Starting with the line that contains "Using the specimen image, mark the canadiens" and going on through the line that contains "[151,185,184,211]", write out those lines of the records again with "logo" replaced by "emblem" and everything else left as it is.
— Begin —
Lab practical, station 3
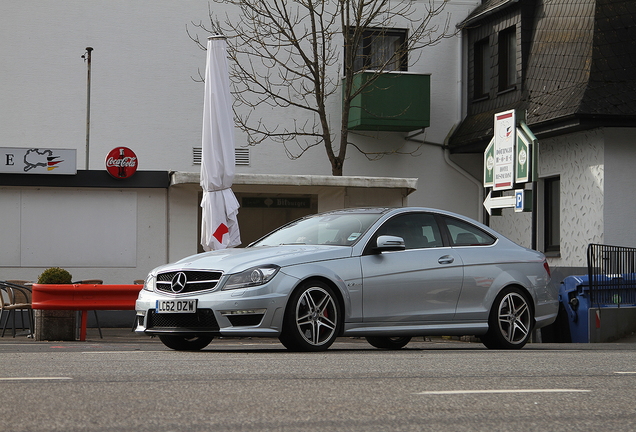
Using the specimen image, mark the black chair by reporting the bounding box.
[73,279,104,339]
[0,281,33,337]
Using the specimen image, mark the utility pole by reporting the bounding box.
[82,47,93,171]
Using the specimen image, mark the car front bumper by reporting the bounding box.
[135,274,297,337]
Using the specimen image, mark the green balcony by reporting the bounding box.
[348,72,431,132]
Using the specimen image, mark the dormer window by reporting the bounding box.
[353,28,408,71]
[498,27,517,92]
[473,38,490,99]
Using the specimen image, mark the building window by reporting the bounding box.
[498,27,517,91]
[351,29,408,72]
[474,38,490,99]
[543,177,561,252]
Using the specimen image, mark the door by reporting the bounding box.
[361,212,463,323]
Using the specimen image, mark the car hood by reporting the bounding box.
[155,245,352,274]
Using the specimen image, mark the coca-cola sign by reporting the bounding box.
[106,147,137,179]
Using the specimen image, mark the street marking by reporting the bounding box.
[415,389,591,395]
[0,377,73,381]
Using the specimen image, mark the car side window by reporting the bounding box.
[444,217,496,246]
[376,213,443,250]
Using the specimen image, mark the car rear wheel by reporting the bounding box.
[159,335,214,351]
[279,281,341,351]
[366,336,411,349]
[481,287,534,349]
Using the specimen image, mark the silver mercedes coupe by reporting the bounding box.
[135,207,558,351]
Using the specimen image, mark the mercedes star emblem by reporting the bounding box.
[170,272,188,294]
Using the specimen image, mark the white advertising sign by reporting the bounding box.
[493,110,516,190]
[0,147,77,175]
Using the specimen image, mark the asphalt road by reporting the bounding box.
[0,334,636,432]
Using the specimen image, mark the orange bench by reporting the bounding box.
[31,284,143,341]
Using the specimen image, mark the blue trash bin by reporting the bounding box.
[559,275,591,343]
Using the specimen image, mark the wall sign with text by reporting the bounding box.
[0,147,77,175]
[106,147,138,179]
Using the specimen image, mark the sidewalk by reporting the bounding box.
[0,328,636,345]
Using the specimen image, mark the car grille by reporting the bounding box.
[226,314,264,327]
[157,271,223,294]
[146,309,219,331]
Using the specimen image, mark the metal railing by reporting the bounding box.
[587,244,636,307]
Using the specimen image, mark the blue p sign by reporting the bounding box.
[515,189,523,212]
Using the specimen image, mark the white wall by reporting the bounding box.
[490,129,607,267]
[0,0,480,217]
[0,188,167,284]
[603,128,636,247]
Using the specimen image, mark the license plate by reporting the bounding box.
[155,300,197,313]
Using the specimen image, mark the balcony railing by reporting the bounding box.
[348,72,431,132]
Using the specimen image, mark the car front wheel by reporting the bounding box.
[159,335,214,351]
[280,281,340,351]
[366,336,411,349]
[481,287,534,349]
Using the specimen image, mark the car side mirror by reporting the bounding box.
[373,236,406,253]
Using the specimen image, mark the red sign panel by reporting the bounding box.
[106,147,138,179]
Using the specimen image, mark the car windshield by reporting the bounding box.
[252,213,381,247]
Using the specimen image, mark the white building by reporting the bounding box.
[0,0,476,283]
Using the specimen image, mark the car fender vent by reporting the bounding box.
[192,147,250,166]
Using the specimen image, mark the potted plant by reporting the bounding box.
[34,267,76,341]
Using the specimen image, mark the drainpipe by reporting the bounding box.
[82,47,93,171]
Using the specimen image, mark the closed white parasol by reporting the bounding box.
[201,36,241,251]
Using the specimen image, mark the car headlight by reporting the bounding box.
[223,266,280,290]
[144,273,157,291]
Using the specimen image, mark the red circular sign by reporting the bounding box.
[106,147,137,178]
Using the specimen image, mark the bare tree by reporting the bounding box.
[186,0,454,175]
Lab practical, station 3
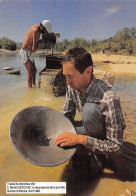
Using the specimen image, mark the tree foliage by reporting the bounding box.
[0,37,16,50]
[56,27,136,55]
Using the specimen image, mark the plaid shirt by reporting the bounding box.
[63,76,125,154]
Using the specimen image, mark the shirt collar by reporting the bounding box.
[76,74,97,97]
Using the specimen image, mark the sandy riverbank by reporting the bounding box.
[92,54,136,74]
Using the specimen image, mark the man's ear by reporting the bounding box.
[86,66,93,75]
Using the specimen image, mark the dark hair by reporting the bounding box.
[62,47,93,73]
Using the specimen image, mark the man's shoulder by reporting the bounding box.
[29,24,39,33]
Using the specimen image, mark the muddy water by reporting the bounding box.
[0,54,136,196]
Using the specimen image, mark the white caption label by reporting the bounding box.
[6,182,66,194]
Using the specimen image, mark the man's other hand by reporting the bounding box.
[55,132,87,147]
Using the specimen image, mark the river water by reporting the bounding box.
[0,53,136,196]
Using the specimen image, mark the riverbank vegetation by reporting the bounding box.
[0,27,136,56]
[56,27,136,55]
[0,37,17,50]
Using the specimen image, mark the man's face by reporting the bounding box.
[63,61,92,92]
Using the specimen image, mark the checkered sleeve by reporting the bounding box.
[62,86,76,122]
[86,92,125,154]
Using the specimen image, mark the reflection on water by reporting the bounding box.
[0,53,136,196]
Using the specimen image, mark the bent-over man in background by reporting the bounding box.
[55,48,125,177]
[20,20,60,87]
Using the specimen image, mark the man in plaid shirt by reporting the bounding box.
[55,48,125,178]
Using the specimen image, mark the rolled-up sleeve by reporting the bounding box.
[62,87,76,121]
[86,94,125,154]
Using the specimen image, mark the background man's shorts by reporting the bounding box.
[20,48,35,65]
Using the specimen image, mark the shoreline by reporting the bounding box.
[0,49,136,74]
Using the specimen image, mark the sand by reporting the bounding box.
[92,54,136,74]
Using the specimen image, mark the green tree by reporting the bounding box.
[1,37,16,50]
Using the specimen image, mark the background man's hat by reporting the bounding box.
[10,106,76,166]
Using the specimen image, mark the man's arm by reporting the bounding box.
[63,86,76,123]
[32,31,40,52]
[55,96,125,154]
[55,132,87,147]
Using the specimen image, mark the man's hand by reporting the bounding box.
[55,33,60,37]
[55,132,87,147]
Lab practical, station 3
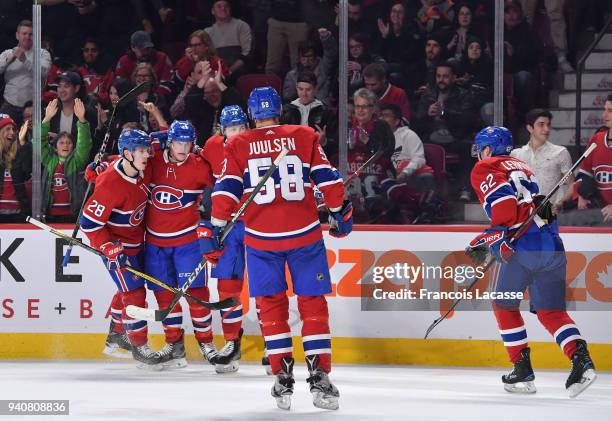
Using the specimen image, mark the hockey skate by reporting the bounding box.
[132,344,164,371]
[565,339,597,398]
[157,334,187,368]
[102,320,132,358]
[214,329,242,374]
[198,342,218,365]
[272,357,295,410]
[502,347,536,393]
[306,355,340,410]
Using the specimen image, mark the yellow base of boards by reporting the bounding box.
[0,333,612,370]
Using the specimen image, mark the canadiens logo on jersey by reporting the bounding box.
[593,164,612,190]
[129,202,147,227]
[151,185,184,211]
— End —
— Begin —
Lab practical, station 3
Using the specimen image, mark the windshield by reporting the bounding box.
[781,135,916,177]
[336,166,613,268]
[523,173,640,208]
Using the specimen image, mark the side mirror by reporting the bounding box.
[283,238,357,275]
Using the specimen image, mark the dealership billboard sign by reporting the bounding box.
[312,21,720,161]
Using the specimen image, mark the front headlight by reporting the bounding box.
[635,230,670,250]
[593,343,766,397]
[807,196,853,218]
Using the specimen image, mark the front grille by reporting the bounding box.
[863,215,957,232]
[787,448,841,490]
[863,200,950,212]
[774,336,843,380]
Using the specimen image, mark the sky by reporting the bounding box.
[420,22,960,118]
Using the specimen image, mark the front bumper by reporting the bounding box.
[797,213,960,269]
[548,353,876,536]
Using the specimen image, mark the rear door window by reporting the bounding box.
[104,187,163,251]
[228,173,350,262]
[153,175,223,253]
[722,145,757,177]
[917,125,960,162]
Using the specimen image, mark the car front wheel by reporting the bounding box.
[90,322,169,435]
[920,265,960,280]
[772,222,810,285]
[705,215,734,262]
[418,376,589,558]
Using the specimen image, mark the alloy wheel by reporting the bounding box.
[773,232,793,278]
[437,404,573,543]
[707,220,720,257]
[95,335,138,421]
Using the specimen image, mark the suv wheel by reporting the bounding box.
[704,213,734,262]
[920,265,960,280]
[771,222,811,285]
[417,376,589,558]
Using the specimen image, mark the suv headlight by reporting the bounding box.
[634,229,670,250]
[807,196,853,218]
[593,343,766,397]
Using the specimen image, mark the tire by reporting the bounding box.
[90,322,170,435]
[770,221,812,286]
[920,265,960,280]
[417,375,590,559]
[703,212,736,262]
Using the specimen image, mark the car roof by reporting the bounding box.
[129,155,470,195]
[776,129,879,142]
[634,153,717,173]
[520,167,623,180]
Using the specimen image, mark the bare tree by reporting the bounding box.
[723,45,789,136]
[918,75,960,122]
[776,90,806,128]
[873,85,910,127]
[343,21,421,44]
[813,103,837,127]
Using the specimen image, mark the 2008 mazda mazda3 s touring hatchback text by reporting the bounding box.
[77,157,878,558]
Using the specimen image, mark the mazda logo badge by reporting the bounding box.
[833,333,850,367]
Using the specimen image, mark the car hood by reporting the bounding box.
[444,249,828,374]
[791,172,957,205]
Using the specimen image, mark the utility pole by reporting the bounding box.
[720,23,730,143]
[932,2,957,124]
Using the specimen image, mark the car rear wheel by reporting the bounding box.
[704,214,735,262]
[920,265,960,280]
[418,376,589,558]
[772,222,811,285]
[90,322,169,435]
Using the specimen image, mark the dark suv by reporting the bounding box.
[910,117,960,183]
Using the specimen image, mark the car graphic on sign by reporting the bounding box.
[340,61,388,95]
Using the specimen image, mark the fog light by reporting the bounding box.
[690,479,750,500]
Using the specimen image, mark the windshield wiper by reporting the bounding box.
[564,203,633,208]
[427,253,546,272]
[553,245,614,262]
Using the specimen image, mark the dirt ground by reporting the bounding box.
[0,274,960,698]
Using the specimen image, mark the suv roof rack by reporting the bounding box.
— End —
— Begin —
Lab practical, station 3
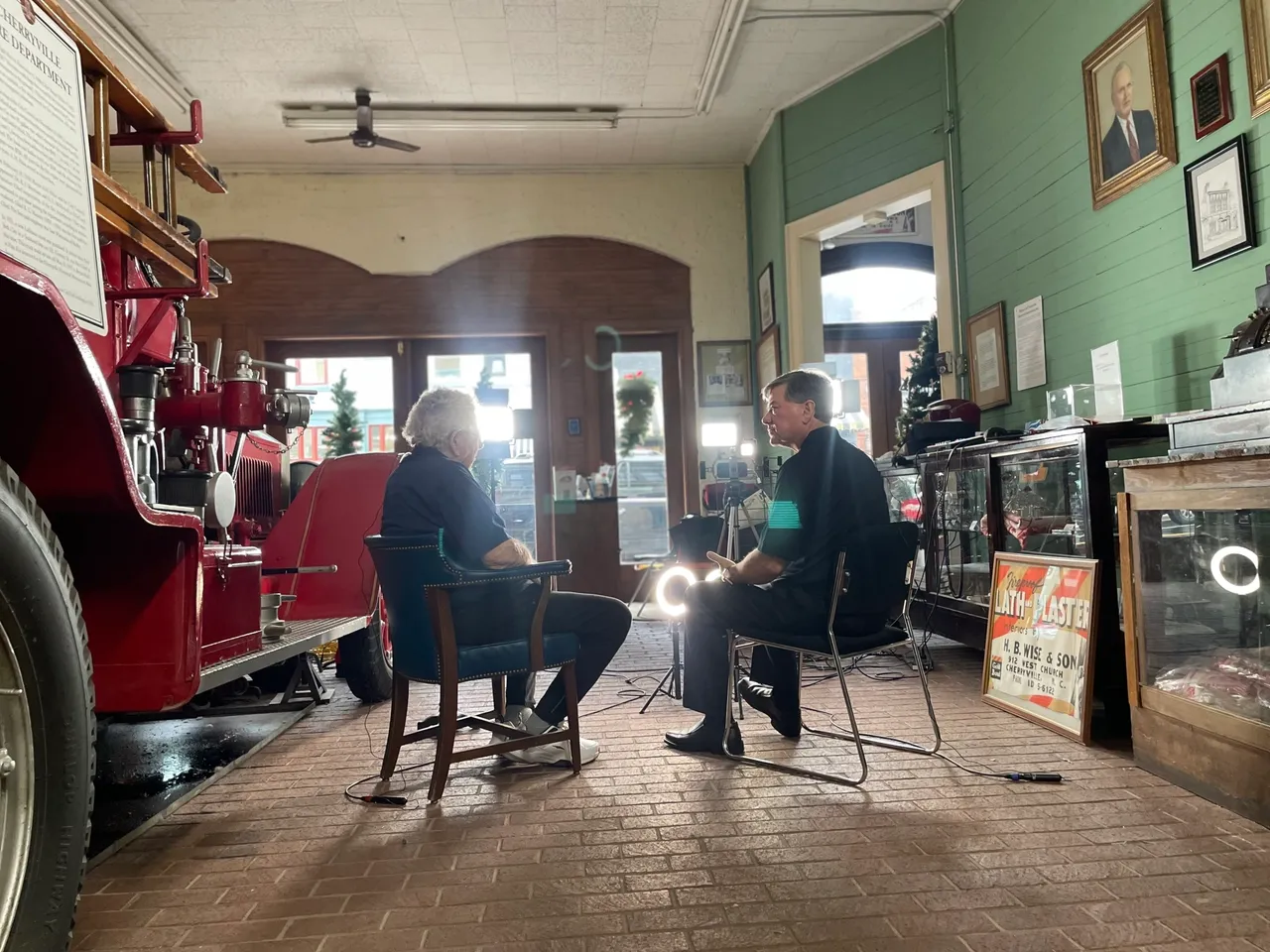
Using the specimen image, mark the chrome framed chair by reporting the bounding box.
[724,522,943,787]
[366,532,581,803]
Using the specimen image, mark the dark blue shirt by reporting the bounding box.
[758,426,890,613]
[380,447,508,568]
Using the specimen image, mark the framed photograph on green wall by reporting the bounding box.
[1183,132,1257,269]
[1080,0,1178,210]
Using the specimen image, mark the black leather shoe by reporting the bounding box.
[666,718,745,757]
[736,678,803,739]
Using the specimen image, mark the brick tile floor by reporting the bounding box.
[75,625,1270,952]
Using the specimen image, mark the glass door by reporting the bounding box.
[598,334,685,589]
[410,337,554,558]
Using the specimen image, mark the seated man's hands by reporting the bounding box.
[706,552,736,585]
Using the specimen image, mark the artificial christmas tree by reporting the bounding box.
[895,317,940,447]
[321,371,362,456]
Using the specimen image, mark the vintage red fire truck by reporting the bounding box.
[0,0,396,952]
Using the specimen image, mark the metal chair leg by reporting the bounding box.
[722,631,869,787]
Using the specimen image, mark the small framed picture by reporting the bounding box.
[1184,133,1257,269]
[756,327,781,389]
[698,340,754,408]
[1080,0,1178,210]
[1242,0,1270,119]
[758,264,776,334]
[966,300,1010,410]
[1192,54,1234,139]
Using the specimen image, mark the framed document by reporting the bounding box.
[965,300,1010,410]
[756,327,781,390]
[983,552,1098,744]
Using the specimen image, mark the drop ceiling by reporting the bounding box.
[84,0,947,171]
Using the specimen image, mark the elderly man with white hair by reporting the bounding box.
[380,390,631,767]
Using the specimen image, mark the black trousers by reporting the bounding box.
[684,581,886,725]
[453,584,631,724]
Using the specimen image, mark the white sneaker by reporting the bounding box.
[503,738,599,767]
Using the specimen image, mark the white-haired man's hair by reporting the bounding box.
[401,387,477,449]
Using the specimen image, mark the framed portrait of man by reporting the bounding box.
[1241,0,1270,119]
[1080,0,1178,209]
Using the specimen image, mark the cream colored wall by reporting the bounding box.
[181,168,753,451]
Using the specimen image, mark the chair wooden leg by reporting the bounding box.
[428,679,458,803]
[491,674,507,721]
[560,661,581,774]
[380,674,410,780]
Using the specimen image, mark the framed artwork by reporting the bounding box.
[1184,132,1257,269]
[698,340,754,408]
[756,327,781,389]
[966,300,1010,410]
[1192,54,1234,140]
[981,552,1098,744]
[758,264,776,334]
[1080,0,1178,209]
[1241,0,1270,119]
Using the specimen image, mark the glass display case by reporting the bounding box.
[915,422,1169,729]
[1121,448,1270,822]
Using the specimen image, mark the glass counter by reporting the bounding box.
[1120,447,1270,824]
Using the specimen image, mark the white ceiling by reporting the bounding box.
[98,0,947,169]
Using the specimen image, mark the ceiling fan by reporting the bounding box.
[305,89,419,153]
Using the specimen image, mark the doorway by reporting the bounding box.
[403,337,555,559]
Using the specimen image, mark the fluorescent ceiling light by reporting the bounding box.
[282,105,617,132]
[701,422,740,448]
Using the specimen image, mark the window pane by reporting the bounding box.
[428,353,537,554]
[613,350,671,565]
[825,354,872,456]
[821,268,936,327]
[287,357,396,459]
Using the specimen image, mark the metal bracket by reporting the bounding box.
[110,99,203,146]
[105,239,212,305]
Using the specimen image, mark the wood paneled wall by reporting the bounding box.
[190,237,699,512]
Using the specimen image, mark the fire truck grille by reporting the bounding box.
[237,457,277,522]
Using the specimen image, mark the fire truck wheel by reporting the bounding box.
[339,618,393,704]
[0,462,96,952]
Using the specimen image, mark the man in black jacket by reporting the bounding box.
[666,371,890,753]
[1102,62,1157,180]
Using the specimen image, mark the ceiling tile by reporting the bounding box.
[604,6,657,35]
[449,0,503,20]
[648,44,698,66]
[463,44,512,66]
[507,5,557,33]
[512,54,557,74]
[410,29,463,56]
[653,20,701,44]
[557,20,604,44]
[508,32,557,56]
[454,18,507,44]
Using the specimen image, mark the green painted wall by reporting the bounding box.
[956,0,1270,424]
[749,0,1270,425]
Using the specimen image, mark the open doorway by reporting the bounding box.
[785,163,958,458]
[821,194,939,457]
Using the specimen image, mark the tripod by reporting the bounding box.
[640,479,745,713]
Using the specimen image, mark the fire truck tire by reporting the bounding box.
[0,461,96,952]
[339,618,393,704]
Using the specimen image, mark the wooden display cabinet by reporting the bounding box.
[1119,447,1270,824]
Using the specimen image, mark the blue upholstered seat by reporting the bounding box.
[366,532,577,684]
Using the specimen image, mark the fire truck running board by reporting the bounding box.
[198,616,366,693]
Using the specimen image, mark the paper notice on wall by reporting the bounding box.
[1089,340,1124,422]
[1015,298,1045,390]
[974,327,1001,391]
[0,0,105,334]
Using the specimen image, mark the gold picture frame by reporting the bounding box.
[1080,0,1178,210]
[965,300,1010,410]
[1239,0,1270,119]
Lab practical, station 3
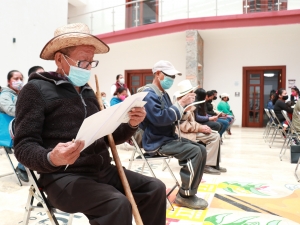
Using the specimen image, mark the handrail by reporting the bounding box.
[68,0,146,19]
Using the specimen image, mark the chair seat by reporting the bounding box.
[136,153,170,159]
— End —
Result for this exercise >>
Using the specimen image, mark the canadiens emblem on jersey by reporting the bounding box.
[593,164,612,190]
[129,202,147,227]
[151,185,184,211]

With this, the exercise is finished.